*Source passage*.
Segment Open

The Five Biggest Stock Market Myths

The Five Biggest Stock Market Myths

I, for one, used to believe some of the myths in the Stock Market enumerated here as follows:

1. Investing in Stocks Is Just Like Gambling.

This reasoning causes many people to shy away from the stock market. To understand why investing in stocks is inherently different from gambling, we need to review what it means to buy stocks. A share of common stock is ownership in a company. It entitles the holder to a claim on assets as well as a fraction of the profits that the company generates. Too often, investors think of shares as simply a trading vehicle, and they forget that stock represents the ownership of a company.

Assessing the value of a company isn’t an easy practice. There are so many variables involved that the short-term price movements appear to be random; however, over the long term, a company is supposed to worth the present value of the profits it will make. In the short term, a company can survive without profits because of the expectations of future earnings, but no company can fool investors forever – eventually a company’s stock price can be expected to show the true value of the firm.

Segment Closed

(Data records)
Segment Open

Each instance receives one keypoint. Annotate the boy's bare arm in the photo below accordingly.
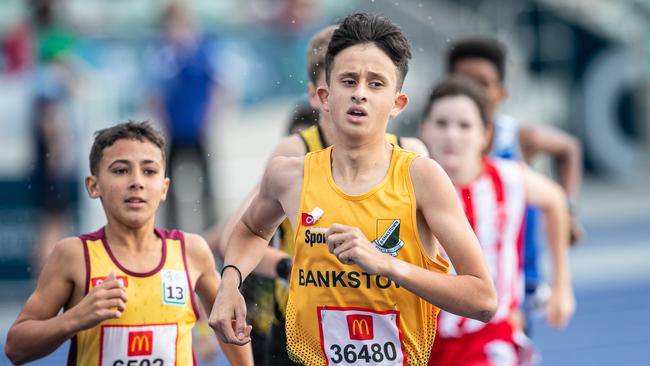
(207, 283)
(291, 146)
(470, 293)
(565, 150)
(39, 330)
(549, 197)
(247, 246)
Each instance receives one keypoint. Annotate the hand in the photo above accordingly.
(577, 231)
(560, 308)
(228, 316)
(106, 301)
(350, 246)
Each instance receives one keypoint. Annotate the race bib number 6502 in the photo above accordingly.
(355, 336)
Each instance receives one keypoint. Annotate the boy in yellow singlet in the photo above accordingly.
(126, 290)
(277, 263)
(367, 282)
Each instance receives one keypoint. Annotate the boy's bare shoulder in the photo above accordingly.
(425, 170)
(68, 258)
(292, 145)
(283, 170)
(197, 248)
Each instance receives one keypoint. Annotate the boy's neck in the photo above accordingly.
(326, 128)
(357, 168)
(135, 240)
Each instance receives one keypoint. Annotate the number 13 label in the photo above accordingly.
(354, 336)
(174, 287)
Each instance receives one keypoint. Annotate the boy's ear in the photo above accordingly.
(401, 101)
(91, 186)
(488, 139)
(166, 188)
(323, 94)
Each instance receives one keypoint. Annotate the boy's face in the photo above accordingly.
(130, 181)
(454, 133)
(362, 93)
(486, 74)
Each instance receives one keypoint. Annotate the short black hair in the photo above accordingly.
(141, 131)
(488, 49)
(456, 85)
(360, 28)
(303, 115)
(316, 53)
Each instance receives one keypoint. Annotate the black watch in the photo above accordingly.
(283, 268)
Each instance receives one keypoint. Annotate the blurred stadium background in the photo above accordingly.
(582, 65)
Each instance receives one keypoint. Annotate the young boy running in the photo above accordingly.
(126, 290)
(277, 263)
(494, 194)
(484, 61)
(366, 281)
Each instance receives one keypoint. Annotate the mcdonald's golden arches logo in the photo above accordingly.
(140, 343)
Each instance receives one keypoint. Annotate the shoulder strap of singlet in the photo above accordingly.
(393, 139)
(313, 138)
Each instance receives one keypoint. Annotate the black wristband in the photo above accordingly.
(283, 268)
(236, 269)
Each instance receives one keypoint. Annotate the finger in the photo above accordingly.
(333, 241)
(114, 293)
(343, 248)
(224, 329)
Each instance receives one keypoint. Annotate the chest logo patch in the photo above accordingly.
(387, 236)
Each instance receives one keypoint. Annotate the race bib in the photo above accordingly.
(152, 345)
(174, 285)
(353, 336)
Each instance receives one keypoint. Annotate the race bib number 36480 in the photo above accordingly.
(174, 285)
(354, 336)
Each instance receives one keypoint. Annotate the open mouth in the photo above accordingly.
(357, 112)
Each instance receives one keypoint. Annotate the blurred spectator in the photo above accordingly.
(184, 93)
(303, 116)
(54, 174)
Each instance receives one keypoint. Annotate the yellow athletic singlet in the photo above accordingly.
(156, 327)
(339, 314)
(314, 141)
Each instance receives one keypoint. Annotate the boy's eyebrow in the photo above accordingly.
(348, 74)
(128, 162)
(149, 161)
(376, 75)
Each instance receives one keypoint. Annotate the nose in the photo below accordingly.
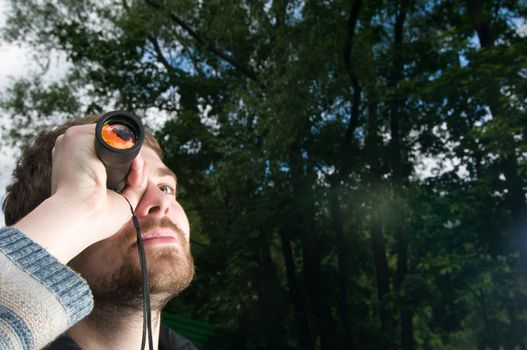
(154, 202)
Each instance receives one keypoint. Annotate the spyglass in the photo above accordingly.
(119, 136)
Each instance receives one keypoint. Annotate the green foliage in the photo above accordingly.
(299, 162)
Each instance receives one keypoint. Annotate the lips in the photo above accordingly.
(159, 236)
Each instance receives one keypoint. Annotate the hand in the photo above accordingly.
(81, 210)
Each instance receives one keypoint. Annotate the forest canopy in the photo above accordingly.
(354, 171)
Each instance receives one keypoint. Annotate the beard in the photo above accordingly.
(170, 270)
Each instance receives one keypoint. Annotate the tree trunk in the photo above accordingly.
(396, 157)
(377, 236)
(303, 329)
(514, 182)
(342, 254)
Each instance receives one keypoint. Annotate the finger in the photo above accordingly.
(135, 174)
(134, 193)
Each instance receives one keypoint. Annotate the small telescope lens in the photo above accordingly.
(118, 135)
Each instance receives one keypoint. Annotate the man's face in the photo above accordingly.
(112, 267)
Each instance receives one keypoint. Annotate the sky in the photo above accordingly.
(15, 62)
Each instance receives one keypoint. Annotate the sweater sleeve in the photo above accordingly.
(40, 298)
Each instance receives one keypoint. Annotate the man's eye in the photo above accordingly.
(167, 189)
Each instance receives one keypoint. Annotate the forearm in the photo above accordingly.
(40, 298)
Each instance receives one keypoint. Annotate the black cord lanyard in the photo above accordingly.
(147, 312)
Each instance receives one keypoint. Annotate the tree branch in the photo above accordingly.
(200, 39)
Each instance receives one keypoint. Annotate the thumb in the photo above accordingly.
(137, 181)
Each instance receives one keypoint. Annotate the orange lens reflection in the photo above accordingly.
(118, 136)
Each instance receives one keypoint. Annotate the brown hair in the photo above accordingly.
(31, 179)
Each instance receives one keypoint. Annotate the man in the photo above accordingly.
(59, 200)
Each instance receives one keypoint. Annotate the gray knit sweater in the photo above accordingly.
(40, 298)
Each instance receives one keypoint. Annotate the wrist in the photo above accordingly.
(60, 224)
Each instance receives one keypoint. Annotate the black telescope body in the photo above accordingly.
(119, 136)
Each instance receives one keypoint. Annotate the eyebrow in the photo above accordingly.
(166, 172)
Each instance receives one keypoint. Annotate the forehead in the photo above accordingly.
(157, 167)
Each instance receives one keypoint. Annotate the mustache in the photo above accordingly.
(131, 235)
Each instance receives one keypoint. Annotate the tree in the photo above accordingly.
(298, 130)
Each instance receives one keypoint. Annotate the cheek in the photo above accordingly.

Segment Closed

*Exercise goal*. Reproduce verbatim the portion of the stock market myths text starting with "The Five Biggest Stock Market Myths" and going on through "of a company.".

*Response for this exercise*.
The Five Biggest Stock Market Myths

The Five Biggest Stock Market Myths

I, for one, used to believe some of the myths in the Stock Market enumerated here as follows:

1. Investing in Stocks Is Just Like Gambling.

This reasoning causes many people to shy away from the stock market. To understand why investing in stocks is inherently different from gambling, we need to review what it means to buy stocks. A share of common stock is ownership in a company. It entitles the holder to a claim on assets as well as a fraction of the profits that the company generates. Too often, investors think of shares as simply a trading vehicle, and they forget that stock represents the ownership of a company.